### Work order
Each line of the data below that holds the word "dense" is to be reported in full.

Region pointing data
━━━━━━

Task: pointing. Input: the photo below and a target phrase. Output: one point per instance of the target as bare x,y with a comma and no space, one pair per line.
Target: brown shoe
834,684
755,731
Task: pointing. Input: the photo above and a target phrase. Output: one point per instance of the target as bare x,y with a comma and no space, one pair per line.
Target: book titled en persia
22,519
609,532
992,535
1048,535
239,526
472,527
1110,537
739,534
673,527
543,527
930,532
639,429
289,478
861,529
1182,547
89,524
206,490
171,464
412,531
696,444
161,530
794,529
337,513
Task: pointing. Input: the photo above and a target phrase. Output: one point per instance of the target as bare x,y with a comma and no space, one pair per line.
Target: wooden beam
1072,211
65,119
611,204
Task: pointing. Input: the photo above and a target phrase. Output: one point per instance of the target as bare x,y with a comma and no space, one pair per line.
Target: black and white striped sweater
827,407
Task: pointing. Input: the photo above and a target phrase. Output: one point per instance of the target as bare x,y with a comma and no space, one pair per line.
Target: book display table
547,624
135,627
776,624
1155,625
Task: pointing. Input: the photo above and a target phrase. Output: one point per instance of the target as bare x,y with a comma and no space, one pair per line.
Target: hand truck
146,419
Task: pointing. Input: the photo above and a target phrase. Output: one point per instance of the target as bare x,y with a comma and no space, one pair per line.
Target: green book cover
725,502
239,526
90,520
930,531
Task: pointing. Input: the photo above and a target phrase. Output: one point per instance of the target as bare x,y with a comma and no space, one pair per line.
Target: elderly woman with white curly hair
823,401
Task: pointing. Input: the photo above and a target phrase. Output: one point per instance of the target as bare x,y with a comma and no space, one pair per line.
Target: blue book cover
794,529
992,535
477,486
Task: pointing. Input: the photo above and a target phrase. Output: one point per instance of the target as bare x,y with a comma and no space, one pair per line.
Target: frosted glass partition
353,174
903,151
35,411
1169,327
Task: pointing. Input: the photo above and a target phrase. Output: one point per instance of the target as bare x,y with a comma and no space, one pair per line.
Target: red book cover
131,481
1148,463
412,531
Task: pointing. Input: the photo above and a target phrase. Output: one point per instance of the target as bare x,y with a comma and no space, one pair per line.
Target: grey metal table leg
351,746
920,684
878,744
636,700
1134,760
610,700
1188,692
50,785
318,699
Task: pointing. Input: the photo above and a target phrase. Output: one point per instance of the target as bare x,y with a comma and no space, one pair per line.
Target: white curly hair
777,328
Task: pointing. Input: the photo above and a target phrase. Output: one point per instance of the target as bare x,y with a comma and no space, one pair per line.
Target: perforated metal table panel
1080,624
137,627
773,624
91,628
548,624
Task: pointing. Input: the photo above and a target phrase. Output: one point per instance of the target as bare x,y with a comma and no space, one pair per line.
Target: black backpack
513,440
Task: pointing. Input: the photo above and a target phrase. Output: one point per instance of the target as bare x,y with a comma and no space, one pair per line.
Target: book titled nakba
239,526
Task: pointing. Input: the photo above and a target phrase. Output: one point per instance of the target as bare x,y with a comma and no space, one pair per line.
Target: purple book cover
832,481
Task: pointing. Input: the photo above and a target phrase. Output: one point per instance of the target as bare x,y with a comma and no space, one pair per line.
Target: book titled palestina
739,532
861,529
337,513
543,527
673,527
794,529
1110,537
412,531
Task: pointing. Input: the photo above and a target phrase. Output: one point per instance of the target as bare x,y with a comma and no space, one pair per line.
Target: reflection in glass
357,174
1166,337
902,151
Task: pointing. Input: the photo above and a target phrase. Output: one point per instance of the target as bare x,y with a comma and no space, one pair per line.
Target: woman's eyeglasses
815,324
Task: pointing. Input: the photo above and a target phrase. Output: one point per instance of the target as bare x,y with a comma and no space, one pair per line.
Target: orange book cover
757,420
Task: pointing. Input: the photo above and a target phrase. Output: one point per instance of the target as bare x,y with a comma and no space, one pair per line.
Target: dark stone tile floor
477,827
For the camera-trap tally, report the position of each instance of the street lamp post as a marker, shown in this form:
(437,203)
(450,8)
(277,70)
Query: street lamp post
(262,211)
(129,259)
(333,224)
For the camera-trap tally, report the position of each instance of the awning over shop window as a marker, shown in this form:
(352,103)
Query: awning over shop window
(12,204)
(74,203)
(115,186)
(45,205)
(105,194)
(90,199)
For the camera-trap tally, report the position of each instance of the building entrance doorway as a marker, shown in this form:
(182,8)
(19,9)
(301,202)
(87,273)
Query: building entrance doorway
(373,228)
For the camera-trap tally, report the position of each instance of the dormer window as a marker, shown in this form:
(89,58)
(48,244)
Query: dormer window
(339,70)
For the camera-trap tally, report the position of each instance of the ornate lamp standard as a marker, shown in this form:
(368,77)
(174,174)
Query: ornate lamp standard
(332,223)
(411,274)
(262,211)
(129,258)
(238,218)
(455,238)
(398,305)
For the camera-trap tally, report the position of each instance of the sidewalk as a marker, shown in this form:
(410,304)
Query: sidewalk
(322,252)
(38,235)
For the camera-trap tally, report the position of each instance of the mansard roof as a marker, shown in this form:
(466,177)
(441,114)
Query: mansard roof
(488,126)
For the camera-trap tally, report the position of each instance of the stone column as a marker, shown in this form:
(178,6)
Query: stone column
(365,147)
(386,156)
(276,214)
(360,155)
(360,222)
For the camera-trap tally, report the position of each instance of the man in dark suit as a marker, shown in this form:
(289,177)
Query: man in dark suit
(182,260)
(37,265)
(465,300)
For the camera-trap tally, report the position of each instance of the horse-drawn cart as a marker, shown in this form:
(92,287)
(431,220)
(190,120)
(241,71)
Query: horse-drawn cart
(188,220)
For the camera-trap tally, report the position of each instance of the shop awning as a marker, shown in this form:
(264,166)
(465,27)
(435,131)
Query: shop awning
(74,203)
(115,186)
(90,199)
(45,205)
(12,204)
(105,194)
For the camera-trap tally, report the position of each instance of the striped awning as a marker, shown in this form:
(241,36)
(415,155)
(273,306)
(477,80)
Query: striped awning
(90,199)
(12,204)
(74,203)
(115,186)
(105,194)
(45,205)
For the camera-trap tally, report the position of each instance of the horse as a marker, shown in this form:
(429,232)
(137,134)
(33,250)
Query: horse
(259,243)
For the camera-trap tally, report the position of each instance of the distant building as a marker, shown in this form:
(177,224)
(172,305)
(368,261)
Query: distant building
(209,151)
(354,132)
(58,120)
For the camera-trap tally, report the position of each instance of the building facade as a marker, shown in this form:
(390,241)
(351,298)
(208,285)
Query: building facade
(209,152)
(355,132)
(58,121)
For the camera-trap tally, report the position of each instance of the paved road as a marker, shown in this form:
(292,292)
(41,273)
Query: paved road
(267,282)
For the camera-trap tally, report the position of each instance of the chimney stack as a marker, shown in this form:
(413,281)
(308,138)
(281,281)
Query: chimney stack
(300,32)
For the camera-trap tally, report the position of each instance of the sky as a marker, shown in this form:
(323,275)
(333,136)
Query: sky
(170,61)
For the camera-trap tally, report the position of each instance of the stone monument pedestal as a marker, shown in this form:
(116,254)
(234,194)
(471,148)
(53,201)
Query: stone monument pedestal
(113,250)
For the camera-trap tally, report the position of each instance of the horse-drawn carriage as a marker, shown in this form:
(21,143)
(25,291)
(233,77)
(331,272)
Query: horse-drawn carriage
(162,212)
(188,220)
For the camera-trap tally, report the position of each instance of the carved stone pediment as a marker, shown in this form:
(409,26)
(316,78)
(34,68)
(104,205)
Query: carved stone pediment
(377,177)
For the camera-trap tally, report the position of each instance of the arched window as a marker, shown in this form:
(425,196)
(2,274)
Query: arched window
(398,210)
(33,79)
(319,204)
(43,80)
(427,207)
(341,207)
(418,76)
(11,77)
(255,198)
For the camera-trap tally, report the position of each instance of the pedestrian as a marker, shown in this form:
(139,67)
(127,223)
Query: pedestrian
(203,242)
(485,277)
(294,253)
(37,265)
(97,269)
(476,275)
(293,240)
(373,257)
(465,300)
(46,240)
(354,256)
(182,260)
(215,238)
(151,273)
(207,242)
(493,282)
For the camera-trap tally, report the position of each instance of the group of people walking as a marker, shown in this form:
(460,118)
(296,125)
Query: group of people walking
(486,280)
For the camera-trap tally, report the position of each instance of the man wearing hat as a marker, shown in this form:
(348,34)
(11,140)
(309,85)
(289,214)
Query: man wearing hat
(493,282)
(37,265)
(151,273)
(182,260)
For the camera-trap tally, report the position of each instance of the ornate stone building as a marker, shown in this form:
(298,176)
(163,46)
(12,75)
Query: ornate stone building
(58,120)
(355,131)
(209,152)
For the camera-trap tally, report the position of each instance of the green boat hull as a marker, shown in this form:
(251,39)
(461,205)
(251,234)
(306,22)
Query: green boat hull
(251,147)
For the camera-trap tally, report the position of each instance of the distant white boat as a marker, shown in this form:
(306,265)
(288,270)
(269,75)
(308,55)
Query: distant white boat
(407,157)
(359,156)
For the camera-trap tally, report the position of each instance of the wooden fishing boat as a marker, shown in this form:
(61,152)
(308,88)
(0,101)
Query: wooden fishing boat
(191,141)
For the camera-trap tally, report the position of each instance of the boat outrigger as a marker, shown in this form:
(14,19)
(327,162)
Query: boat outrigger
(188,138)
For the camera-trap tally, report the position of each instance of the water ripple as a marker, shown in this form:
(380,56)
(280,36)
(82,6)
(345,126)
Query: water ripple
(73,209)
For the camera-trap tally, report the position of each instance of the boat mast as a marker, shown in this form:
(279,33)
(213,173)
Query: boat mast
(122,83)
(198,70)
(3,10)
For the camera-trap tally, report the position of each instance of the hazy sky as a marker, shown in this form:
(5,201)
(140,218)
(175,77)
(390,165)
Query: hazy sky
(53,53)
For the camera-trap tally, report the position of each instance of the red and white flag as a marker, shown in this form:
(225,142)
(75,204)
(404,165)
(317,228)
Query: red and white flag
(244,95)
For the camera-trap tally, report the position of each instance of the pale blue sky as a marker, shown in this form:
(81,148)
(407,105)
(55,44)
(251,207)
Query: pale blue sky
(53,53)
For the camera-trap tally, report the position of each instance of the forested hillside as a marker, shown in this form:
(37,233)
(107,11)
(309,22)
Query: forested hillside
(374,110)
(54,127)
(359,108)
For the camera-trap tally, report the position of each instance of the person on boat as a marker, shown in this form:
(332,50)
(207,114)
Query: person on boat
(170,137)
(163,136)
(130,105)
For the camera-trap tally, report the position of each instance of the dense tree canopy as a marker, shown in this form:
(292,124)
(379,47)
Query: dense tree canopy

━━━━━━

### Result for this exercise
For the camera-trap tally, report the position of each instance of the dense tree canopy as a marker, shown in this form:
Query: dense tree canopy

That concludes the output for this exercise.